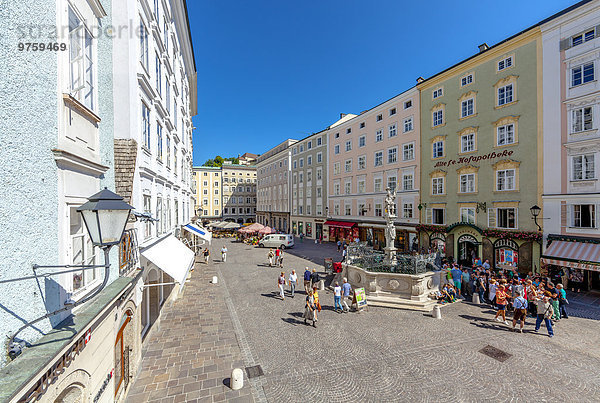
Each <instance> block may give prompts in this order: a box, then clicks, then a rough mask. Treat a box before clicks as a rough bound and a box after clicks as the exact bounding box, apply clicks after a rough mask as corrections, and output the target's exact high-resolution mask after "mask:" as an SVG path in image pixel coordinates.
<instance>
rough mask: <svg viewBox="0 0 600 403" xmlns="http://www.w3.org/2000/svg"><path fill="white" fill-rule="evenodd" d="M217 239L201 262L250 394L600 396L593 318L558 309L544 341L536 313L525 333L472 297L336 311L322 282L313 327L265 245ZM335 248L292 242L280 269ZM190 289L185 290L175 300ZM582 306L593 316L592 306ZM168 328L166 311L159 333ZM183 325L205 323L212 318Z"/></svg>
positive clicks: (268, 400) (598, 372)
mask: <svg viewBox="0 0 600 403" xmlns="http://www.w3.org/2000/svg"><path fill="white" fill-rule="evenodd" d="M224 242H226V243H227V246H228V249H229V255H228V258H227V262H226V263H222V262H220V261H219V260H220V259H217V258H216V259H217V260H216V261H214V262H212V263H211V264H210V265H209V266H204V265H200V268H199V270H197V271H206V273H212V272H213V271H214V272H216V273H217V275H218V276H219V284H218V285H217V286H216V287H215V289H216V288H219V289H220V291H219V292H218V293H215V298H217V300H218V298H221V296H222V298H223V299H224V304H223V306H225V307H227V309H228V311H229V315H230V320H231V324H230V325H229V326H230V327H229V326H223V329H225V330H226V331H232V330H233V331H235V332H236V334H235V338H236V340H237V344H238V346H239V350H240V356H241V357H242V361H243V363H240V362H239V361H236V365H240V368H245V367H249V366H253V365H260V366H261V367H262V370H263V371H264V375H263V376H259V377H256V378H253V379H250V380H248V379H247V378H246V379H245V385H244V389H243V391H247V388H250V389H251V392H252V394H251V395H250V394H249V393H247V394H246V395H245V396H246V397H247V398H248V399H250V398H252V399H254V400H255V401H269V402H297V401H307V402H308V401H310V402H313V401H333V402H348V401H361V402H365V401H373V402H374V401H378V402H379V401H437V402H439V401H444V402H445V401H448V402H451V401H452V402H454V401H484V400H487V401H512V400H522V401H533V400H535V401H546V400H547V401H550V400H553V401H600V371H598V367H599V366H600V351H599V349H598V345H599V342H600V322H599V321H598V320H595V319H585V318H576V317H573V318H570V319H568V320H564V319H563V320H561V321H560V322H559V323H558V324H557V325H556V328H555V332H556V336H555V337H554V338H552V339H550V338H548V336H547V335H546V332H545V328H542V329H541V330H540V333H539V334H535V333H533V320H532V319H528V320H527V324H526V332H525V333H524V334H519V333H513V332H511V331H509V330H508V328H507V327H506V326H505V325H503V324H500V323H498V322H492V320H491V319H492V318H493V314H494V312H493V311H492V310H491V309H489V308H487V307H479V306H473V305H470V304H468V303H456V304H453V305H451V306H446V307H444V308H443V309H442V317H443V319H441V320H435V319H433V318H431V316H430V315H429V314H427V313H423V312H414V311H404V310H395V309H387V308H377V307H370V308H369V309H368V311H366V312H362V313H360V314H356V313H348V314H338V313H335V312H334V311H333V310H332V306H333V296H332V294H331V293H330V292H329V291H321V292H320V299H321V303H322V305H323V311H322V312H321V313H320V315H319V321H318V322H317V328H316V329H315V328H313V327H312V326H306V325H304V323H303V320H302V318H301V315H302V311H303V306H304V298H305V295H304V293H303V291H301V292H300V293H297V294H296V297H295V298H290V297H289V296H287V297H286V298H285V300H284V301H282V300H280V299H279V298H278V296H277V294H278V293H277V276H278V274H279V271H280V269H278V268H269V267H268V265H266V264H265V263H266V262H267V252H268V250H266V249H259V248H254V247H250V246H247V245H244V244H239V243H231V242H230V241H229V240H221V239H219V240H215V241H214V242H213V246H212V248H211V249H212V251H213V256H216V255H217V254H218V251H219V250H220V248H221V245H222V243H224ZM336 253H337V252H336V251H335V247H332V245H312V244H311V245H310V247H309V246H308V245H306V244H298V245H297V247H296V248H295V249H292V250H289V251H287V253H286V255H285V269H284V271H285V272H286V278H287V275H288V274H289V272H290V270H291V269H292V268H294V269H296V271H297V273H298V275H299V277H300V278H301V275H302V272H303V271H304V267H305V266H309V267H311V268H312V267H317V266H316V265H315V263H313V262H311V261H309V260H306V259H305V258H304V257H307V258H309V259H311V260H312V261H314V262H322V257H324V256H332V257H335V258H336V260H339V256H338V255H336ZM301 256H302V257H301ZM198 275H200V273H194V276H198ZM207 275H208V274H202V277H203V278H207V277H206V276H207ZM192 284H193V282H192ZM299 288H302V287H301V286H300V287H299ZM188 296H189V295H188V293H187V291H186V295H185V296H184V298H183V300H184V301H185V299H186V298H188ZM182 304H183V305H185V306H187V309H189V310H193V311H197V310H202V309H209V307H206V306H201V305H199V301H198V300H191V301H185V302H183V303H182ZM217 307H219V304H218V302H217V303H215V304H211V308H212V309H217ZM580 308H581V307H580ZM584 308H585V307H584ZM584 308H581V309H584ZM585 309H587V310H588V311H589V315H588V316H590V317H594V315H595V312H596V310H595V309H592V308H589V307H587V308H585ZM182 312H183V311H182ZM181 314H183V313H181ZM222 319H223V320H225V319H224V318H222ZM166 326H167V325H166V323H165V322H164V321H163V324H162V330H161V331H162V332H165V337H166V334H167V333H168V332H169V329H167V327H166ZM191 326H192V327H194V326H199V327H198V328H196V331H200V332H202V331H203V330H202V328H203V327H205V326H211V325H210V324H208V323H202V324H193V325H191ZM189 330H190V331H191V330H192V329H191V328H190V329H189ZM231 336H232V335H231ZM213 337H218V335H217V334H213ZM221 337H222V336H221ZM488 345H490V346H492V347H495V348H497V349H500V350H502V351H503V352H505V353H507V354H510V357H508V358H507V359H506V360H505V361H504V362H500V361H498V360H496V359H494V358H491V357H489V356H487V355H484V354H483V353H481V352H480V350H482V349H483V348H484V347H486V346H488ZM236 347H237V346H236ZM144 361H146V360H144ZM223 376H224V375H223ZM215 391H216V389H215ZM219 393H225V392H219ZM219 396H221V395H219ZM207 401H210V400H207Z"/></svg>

------------

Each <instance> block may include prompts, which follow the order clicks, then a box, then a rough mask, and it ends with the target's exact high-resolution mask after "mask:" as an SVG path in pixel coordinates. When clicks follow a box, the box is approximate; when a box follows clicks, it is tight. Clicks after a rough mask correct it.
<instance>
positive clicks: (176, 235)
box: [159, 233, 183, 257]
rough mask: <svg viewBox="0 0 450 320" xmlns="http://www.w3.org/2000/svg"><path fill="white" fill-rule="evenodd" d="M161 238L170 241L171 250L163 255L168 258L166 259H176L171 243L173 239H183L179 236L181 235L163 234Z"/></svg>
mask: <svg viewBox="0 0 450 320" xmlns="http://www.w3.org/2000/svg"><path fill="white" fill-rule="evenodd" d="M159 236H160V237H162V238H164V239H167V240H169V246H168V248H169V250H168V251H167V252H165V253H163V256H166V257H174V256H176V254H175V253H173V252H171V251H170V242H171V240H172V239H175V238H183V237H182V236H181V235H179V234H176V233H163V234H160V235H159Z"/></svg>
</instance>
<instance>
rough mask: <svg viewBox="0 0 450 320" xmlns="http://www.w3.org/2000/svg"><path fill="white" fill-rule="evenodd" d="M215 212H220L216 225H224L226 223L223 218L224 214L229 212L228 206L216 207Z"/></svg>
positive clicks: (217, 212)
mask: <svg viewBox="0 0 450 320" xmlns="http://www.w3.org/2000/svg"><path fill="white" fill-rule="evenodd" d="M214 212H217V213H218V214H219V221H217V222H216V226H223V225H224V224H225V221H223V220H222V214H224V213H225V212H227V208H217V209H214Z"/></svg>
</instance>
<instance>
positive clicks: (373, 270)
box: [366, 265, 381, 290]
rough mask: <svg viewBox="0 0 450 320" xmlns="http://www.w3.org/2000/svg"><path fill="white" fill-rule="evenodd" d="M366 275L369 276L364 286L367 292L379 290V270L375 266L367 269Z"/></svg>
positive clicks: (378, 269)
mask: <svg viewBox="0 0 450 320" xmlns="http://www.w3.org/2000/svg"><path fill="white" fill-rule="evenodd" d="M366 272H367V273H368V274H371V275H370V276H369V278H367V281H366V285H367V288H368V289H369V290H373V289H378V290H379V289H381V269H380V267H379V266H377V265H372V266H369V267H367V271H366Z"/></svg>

------------

TASK GOAL — Above are the records; print exactly the lines from the line with "Each <instance> block may include" to the line with "box: [159, 233, 183, 257]", including both, and nothing else.

ANSWER TO THE PROBLEM —
Each <instance> block may include prompts, which follow the order clicks, then a box, then a rough mask, and it ends with the target's exact high-resolution mask after "mask:" as an SVG path in pixel coordinates. When clicks follow a box, the box is approximate; when a box follows clicks, it is tight. Clicks after a rough mask correct it.
<instance>
positive clicks: (176, 235)
box: [159, 233, 183, 257]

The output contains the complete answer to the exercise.